§ Material provided:

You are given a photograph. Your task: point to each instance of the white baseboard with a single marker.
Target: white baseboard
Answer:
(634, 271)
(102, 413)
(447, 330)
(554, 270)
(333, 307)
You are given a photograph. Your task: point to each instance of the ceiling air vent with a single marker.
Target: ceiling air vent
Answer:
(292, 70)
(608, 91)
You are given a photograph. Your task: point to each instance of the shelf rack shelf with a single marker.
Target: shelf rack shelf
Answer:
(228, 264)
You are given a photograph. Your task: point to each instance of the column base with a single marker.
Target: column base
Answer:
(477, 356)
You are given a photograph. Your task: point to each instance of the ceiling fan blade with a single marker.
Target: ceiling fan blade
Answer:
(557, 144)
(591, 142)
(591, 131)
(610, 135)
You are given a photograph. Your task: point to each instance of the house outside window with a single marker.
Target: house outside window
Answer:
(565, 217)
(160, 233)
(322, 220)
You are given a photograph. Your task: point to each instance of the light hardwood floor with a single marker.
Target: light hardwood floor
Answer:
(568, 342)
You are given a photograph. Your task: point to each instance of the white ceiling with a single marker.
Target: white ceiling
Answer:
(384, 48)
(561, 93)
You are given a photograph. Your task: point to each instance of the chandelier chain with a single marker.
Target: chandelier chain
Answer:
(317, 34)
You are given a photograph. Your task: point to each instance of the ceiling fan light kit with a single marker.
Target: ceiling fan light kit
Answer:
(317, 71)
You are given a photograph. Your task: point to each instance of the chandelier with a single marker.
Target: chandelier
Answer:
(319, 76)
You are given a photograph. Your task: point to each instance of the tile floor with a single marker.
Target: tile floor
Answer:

§ What the task requires: Indicate how many lines in the records above contain the word "floor", giving only the number.

§ Solution for this task: 4